Belge Metni |
Buradasınız
Çalışma Bakanlığı Patronların Emrinde

Son zamanlarda televizyon kanallarında iş kazaları ile ilgili bir “kamu spotu” yayınlanıyor. “İş kazası diye bir şey yoktur” konulu kamu spotu, Çalışma ve Sosyal Güvenlik Bakanlığı tarafından hazırlanmış. Hazırlanan spotta topluma “kaza yoktur, işçinin dikkatsizliği” vardır mesajı verilmek istenirken, işçilerin dikkatsizlikleri yüzünden bu duruma düştükleri, canlarından oldukları fikri işleniyor. Yani “meydana gelen iş kazalarında patronların hiçbir suçu yok” denmek isteniyor ve tüm suç işçiye yükleniyor! Böylece iş kazaları ve iş cinayetleri meşrulaştırılmak isteniyor. Doğrudur, iş kazaları durup dururken olmaz; bu anlamıyla iş kazası diye bir şey yoktur. Patronların kâr iştahı yüzünden önlemlerin alınmaması ve işçilerin planlı bir şekilde ölüme itilmesi vardır!
Hazırlanan spot filmlerden biri temiz, kaliteli, aydınlık, çiçeklerin olduğu bir ofiste geçiyor. Bir kadın çalışan, “bu işyerinde 6 yıldır çalışıyorum, güvenilir bir firma” diye anlatıyor. Elindeki yüzüğü de göstererek “yarın nişanım var, bu mutlu günümde tüm sevdiklerim yanımda olacak. Ama birazdan yapmamam gereken basit bir hatayı yapacağım ve yıllarca bitkisel hayatta kalacağım” diyor. Tekerlekli bir ofis sandalyesinin üzerine çıkıp dolabın üstündeki dosyaları alırken düşüyor ve kafasını masanın kenarına vuruyor. Spot bu şekilde bitiyor. Çalışma Bakanlığı bu spotları sözde iş kazaları konusunda “duyarlılık” ve “farkındalık” yaratmak için yayınlatıyor. Ama spotun geçtiği ofiste bile işçi sağlığı ve güvenliğiyle ilgili kuralsızlıklar var!

Görev Listesi |
A - İş kazaları yazısına göre şu soruları yanıtlayın:
(i) "İş kazası diye bir şey yoktur" konulu kamu spotunu hangi bakanlık hazırlamış?
(ii) Spot filmlerden biri nasıl bir yerde geçiyor?
(iii) Spottaki kadın çalışan o işyerinde kaç yıldır çalıştığını söylüyor?
B - İş kazaları yazısında "Buradasınız" ile başlayıp "ölüme itilmesi vardır!" ile biten bölümü aynen tekrarlayın.

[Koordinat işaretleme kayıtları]

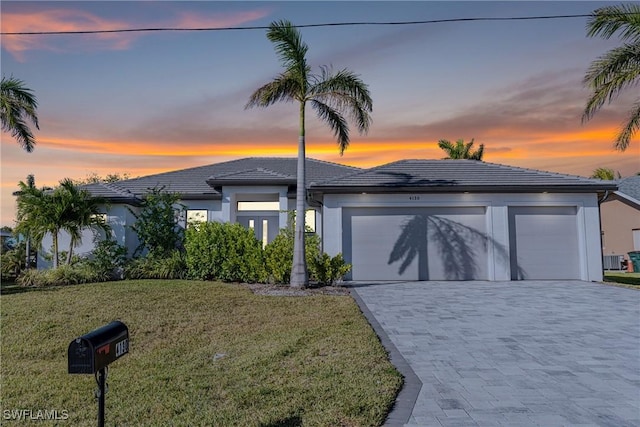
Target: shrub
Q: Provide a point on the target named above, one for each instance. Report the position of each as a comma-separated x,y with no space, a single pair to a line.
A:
13,261
227,252
61,276
153,266
279,255
108,259
157,223
326,270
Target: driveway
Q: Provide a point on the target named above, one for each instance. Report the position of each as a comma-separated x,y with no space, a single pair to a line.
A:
526,353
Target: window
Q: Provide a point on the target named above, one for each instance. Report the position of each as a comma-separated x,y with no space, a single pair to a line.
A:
265,233
310,220
195,216
258,206
101,218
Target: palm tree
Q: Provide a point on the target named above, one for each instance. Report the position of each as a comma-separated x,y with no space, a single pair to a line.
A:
82,211
606,174
460,150
17,105
42,211
619,68
37,214
329,94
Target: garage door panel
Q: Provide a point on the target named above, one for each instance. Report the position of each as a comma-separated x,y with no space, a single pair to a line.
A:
375,240
544,243
416,243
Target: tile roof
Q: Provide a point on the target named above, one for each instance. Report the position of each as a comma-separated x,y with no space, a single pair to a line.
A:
458,175
403,175
192,182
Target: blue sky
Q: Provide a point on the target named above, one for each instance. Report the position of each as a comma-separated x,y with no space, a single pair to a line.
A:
142,103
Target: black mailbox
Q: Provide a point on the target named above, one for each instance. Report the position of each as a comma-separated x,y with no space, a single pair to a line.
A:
95,350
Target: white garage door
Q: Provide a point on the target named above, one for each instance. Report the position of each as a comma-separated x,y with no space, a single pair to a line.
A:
416,243
543,243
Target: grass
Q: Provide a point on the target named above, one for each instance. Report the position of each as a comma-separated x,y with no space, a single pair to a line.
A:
624,278
201,353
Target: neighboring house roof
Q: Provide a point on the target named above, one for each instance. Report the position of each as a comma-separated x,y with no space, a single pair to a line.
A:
629,189
456,176
109,191
199,182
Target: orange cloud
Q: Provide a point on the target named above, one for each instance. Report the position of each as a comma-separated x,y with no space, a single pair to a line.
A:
79,20
57,20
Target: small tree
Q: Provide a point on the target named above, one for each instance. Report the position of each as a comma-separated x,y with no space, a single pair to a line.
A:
157,223
606,174
460,150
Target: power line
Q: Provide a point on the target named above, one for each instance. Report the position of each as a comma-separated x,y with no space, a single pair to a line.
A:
332,24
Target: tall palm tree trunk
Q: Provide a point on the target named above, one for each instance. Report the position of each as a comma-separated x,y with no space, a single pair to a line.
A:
54,236
299,275
28,249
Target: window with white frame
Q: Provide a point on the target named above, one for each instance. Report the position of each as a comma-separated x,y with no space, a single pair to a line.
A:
195,216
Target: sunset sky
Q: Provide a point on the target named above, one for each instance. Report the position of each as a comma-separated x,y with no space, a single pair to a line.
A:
141,103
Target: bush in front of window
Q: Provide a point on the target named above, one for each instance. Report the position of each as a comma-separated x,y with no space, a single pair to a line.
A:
224,251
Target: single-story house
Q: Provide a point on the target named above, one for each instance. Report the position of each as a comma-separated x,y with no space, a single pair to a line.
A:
620,213
406,220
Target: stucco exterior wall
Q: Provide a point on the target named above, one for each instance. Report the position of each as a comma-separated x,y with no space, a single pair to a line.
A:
619,219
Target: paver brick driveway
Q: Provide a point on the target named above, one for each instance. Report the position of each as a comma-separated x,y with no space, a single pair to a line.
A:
515,353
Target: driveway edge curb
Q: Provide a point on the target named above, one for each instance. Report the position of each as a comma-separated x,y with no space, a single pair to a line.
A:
406,399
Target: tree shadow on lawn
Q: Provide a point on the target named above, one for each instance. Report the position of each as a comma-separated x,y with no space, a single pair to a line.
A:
291,421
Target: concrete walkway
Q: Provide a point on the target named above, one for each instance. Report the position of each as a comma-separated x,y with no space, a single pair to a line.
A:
512,353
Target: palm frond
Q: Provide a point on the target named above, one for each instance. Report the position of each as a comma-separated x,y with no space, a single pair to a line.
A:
290,47
283,88
629,129
336,122
18,104
608,20
610,74
345,91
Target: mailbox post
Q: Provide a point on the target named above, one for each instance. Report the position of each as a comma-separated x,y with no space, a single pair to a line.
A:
93,352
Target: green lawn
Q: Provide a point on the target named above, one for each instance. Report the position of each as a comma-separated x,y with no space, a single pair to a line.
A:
625,278
280,361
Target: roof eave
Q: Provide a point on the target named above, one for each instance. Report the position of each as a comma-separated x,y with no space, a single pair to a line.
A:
462,189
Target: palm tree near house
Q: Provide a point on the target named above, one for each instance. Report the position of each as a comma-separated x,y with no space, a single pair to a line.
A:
43,211
606,174
82,211
618,69
37,215
18,105
27,187
330,94
461,150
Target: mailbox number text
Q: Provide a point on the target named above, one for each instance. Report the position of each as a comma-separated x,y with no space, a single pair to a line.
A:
122,347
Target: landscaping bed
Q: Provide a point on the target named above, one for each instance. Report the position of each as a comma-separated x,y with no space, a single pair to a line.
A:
201,353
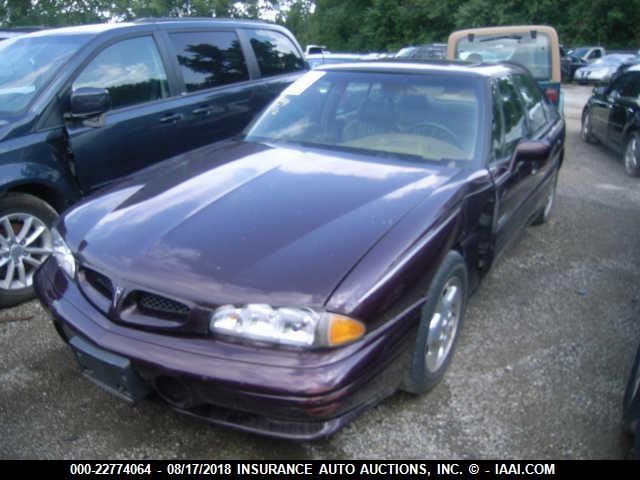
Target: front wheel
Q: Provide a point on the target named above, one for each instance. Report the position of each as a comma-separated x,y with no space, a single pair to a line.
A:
25,243
440,323
632,155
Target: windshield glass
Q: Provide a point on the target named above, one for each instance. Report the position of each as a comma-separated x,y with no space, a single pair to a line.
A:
424,117
532,51
28,63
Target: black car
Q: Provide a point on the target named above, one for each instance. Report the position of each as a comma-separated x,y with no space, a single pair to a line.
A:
631,404
612,116
569,64
82,106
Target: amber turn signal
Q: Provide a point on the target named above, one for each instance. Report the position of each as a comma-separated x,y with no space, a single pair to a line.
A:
344,330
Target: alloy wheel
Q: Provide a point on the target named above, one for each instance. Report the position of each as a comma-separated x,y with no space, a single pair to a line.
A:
25,242
443,325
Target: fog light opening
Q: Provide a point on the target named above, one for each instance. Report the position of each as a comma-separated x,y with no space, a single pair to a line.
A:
174,392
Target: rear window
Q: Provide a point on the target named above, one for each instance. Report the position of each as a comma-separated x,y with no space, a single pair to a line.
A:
209,59
276,54
529,49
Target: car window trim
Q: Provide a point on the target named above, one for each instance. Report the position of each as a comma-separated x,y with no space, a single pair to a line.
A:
249,55
66,91
182,88
293,42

Yanıtlar |
A -
(i) Çalışma ve Sosyal Güvenlik Bakanlığı.
(ii) Temiz, kaliteli, aydınlık, çiçeklerin olduğu bir ofiste.
(iii) 6 yıldır.

B -
Buradasınız
Çalışma Bakanlığı Patronların Emrinde

Son zamanlarda televizyon kanallarında iş kazaları ile ilgili bir “kamu spotu” yayınlanıyor. “İş kazası diye bir şey yoktur” konulu kamu spotu, Çalışma ve Sosyal Güvenlik Bakanlığı tarafından hazırlanmış. Hazırlanan spotta topluma “kaza yoktur, işçinin dikkatsizliği” vardır mesajı verilmek istenirken, işçilerin dikkatsizlikleri yüzünden bu duruma düştükleri, canlarından oldukları fikri işleniyor. Yani “meydana gelen iş kazalarında patronların hiçbir suçu yok” denmek isteniyor ve tüm suç işçiye yükleniyor! Böylece iş kazaları ve iş cinayetleri meşrulaştırılmak isteniyor. Doğrudur, iş kazaları durup dururken olmaz; bu anlamıyla iş kazası diye bir şey yoktur. Patronların kâr iştahı yüzünden önlemlerin alınmaması ve işçilerin planlı bir şekilde ölüme itilmesi vardır!